Not sure whether you're aware of the umap project from LLNL:
https://github.com/LLNL/umap
From what I can tell, that's really doing very similar thing as what you
proposed here, but it's just a local version of things. IOW in umap the
DONTNEED can be done locally with madvise() already in the umap maintained
threads. That close the need to introduce the new process_madvise() interface
and it's definitely safer as it's per-mm and per-task.
I think you mentioned above that the tracee program will need to cooperate in
this case, I'm wondering whether some solution like umap would be fine too as
that also requires cooperation of the tracee program, it's just that the
cooperation may be slightly more than your solution but frankly I think that's
still trivial and before I understand the details of your solution I can't
really tell..
E.g. for a program to use umap, I think it needs to replace mmap() to umap()
where we want the buffers to be managed by umap library rather than the kernel,
then link against the umap library should work. If the remote solution you're
proposing requires similar (or even more complicated) cooperation, then it'll
be controversial whether that can be done per-mm just like how umap designed
and used. So IMHO it'll be great to share more details on those parts if umap
cannot satisfy the current need - IMHO it satisfies all the features you
described on fully customized pageout and page faulting in, it's just done in a
single mm.
---*---
**THE TASK:** Retype the part of the umap message that begins at the words "I think you" and stops after the words "mmap() to umap()". The data recorded here isn't needed for this.

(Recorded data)
---*---
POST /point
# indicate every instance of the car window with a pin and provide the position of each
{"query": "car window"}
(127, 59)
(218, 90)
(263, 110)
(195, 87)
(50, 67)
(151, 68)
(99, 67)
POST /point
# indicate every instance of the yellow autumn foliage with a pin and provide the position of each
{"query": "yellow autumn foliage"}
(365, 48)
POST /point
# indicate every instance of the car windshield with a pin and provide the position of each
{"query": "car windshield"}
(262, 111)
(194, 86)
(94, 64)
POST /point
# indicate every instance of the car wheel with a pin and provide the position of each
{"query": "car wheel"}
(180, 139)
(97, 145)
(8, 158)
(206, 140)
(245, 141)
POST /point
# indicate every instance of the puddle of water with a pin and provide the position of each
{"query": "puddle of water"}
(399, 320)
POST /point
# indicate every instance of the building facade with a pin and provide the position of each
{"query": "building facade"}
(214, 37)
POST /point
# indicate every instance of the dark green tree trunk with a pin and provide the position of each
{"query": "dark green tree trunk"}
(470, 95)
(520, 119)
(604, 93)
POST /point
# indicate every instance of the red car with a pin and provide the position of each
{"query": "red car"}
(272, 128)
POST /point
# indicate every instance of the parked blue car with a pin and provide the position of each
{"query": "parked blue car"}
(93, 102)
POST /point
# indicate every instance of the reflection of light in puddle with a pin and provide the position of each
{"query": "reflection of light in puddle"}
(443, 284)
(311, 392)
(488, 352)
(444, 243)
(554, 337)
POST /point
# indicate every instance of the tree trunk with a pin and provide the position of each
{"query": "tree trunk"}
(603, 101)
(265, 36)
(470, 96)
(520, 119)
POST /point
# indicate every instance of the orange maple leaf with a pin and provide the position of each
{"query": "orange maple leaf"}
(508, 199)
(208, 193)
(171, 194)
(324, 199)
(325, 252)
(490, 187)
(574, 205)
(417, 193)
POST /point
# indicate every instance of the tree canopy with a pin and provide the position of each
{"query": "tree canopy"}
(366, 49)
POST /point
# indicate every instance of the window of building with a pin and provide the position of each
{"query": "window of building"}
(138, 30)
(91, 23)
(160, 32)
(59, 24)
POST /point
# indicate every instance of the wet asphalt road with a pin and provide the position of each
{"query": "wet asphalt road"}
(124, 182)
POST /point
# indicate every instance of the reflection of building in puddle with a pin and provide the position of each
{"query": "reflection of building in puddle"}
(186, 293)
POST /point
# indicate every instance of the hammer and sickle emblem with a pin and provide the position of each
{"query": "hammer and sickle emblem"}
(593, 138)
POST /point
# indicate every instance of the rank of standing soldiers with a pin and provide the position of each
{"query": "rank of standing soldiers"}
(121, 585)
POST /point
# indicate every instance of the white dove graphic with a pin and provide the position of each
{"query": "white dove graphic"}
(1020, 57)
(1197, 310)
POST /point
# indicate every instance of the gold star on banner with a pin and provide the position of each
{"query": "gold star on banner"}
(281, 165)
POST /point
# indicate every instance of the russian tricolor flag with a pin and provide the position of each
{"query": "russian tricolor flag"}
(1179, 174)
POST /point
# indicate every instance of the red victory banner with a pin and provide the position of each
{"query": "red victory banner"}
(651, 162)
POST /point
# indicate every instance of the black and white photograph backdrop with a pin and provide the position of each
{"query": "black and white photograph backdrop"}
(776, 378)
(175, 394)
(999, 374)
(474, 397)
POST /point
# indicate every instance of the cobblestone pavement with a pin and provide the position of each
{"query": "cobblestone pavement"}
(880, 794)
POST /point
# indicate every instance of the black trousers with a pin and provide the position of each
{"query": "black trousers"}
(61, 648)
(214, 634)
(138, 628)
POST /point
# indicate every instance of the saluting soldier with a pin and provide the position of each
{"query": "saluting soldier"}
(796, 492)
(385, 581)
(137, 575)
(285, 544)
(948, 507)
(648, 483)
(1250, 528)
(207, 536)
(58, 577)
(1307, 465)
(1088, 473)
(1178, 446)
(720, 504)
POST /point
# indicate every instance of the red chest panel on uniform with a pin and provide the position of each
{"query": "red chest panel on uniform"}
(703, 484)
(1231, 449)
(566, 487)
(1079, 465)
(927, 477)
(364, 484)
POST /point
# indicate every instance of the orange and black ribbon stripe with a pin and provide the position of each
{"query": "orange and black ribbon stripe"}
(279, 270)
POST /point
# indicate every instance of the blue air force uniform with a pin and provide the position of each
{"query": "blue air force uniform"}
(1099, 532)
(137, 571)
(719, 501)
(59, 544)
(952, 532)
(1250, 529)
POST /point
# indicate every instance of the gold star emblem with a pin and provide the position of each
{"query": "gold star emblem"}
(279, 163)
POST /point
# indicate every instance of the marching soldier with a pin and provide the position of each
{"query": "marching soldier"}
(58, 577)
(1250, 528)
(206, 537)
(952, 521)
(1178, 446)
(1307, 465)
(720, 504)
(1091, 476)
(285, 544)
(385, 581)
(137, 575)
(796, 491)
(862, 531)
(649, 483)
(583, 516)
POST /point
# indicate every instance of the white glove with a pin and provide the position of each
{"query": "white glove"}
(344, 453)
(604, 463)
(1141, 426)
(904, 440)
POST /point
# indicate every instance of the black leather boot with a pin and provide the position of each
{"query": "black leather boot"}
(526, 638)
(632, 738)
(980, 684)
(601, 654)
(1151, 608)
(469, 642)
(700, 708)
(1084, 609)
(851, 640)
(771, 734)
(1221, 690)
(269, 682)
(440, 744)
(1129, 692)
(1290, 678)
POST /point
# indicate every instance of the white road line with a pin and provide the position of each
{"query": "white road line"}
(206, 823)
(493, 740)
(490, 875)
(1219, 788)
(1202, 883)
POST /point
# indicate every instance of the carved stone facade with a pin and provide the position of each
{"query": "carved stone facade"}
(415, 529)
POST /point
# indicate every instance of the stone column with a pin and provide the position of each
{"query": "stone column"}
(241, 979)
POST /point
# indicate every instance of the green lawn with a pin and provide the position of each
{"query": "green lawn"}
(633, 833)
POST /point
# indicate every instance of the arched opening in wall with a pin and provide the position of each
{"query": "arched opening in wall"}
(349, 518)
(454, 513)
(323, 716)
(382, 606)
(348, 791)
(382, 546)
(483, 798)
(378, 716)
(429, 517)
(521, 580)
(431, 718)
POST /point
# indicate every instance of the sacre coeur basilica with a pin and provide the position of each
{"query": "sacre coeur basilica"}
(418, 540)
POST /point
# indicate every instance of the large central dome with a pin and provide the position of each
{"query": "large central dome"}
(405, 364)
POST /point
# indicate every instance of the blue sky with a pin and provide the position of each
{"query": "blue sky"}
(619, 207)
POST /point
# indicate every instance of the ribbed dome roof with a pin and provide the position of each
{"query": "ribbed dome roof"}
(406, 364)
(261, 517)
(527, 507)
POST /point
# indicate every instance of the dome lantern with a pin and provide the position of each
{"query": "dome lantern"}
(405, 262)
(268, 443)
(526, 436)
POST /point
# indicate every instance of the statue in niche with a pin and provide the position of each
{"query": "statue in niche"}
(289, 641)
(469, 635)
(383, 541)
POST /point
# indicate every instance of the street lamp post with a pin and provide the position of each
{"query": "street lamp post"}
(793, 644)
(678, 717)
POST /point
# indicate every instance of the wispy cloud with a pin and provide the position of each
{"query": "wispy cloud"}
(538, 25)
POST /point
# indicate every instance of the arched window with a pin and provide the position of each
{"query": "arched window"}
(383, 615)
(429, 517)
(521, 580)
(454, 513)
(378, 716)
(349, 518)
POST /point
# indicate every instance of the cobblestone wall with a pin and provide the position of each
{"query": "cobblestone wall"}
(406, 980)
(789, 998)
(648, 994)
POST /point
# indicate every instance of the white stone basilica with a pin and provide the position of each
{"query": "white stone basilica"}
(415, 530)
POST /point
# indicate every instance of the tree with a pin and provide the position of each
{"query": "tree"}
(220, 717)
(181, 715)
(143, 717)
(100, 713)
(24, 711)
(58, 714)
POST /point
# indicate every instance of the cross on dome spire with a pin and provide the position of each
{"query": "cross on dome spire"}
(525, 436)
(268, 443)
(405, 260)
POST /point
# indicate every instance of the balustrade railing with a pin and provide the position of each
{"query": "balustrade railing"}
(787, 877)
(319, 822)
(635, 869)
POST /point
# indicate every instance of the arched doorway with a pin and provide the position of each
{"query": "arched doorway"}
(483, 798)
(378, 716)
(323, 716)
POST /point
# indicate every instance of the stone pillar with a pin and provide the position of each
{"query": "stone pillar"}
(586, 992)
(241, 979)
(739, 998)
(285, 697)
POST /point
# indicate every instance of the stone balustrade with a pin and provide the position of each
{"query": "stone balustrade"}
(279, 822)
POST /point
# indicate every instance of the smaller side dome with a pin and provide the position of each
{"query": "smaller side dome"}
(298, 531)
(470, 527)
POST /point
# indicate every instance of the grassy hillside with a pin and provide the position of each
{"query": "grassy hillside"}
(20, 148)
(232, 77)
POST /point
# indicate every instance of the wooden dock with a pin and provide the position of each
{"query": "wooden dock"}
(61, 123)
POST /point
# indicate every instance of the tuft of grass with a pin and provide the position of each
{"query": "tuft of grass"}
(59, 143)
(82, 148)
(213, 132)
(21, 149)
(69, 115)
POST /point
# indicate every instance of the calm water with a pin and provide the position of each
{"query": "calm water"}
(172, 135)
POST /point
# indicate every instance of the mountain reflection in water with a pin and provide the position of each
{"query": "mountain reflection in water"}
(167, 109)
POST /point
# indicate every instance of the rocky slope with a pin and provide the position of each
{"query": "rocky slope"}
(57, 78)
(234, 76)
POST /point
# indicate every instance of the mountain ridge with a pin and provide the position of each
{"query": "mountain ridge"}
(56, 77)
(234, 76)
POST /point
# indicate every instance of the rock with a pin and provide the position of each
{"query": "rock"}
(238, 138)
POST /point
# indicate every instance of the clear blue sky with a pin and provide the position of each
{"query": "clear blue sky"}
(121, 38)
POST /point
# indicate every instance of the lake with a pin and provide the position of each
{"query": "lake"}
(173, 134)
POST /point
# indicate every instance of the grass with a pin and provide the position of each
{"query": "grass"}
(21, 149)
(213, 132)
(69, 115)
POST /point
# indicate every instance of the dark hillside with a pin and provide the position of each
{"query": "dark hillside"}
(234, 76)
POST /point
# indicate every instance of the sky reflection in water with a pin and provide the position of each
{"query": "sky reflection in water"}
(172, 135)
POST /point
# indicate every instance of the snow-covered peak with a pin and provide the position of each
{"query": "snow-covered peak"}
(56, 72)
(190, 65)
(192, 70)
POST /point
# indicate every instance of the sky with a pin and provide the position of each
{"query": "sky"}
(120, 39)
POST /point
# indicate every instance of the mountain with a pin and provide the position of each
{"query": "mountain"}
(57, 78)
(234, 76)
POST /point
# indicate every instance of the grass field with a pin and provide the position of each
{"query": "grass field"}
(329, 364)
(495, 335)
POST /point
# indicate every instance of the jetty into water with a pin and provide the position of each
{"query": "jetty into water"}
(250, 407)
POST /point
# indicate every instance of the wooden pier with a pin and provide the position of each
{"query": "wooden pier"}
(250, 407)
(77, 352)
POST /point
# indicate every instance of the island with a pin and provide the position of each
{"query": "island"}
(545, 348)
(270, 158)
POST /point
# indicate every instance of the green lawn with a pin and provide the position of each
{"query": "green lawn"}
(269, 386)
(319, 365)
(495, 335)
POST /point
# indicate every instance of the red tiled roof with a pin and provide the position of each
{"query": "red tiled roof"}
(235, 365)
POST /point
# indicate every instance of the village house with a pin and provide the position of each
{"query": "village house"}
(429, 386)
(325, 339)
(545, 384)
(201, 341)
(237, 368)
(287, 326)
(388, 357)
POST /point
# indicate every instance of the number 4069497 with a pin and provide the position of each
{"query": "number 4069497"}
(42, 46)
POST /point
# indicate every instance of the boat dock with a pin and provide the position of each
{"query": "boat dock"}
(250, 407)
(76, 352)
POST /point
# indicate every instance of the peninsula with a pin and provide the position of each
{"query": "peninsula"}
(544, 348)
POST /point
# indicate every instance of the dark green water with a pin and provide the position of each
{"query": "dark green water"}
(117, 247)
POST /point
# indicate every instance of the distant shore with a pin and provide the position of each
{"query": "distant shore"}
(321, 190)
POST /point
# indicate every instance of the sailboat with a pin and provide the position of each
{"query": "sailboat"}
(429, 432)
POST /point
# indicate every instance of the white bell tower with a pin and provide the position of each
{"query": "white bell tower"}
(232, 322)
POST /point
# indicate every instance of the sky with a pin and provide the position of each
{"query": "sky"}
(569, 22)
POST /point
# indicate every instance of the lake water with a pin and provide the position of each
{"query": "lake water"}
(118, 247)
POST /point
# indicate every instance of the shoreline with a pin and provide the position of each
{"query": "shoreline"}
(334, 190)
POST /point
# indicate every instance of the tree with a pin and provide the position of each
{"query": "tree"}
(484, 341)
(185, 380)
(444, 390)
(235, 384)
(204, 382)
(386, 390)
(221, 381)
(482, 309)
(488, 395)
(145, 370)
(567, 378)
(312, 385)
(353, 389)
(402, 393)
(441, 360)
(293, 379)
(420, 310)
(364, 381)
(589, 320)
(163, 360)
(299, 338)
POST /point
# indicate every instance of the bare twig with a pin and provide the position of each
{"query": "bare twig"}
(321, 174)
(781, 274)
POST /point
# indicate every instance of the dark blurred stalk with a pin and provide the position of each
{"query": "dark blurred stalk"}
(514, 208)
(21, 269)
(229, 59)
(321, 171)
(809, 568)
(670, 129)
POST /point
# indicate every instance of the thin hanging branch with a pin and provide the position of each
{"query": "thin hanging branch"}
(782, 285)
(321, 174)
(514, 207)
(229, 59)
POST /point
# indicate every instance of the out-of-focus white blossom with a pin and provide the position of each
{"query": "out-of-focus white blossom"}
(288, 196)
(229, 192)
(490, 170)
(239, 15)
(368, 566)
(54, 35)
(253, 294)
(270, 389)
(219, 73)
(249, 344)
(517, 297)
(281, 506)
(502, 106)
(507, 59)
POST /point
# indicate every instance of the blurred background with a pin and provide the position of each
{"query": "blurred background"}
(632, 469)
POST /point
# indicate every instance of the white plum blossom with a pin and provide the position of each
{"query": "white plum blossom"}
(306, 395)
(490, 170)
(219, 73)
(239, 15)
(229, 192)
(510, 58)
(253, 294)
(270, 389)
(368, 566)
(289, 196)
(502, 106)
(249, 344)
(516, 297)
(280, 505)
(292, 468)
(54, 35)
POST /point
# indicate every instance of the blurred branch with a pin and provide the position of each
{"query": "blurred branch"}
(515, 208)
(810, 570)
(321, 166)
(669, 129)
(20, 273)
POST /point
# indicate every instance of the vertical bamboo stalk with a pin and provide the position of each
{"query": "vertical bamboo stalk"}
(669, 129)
---*---
**SOLUTION FOR THIS PROBLEM:**
I think you mentioned above that the tracee program will need to cooperate in
this case, I'm wondering whether some solution like umap would be fine too as
that also requires cooperation of the tracee program, it's just that the
cooperation may be slightly more than your solution but frankly I think that's
still trivial and before I understand the details of your solution I can't
really tell..
E.g. for a program to use umap, I think it needs to replace mmap() to umap()